Zu erledigen:
a) Fasse bitte den Text zur Informationsüberflutung in zwei Sätzen zusammen.
b) Nimm den Text zur Informationsüberflutung nach seinem letzten Satz wieder auf und führe ihn weiter.

Dokument:

──────────────────────────────

Donnerstag, 21. Februar 2013

Wie sollen wissenschaftliche Arbeiten gefiltert werden, damit es nicht zur Informationsüberflutung kommt?

Muss ich das lesen? Wissenschaftliche Texte mit Ablaufdatum:
Videomittschnitt von Prof. Dr. Valentin Groebners Vortrag auf der Konferenz "Rezensieren - Kommentieren - Bloggen: Wie kommunizieren Geisteswissenschaftler in der digitalen Zukunft?" (#rkb13)

Mein Text hier versucht eine Vorinformation, die helfen kann, zu prognostizieren, ob das Video weitere nützliche Informationen für einen enthält. In spitzen Klammern meine Kommentare.

[Beispiele für Problembewusstsein: 1920, Enzensberger, Roland Bahr]
Quantifizierungsoptimismus. Wurzelngehen auf 1870 zurück.

Versprechung: Gemeinsamkeit der Arbeit macht Mühen der Arbeit unnötig.
Groebner: "Erlösungsversprechen seit 1996", "Ankündigung ist die Botschaft"

──────────────────────────────

Bereitgestelltes Material:
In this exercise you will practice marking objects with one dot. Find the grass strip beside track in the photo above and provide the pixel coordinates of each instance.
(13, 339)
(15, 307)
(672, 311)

──────────────────────────────

Ergebnisse:
a) Der Text fragt, wie wissenschaftliche Arbeiten gefiltert werden sollen, damit es nicht zur Informationsüberflutung kommt, und liefert eine Vorinformation zum Videomittschnitt von Prof. Dr. Valentin Groebners Vortrag auf der Konferenz „Rezensieren – Kommentieren – Bloggen“ (#rkb13). Er nennt den Quantifizierungsoptimismus, dessen Wurzeln auf 1870 zurückgehen, sowie die Versprechung, die Gemeinsamkeit der Arbeit mache deren Mühen unnötig, was Groebner als „Erlösungsversprechen seit 1996“ bezeichnet.

b)
Kriterien für wissenschaftlich: neu, nachprüfbar, zuzuordnen an den "richtigen Platz" (so dass man damit weiter arbeiten kann)
Schon früher:  Humanisten versandten Briefe an Mitwissenschaftler und Mäzene (man konnte sich unsterblich blamieren), später wissenschaftl. Zeitschriften,
Wissenschaft braucht schnellen Austausch und guten Speicher (Internet entstand aus der Übernahme eines militär. Instruments für wissenschaftl. Zwecke)
Dauernder Druck der Erneuerung ist wissenschaftstypisch. Aber Wissenschaftsorganisation ist in Disziplinen aufgeteilt und hierarchisch. Fachsprache: Schutz vor neuem Wissen. double bind für junge Wissenschaftler: Das Neue muss in der alten Fachsprache vorgetragen werden. Um gehört zu werden, muss man unverschämt und witzig sein. Es gibt zu viele Texte, das freiwillige Publikum fehlt. Nur Produzenten hören zu.
Informations/Wissensexplosion mit den Reaktionen darauf. Schon seit über 100 Jahren.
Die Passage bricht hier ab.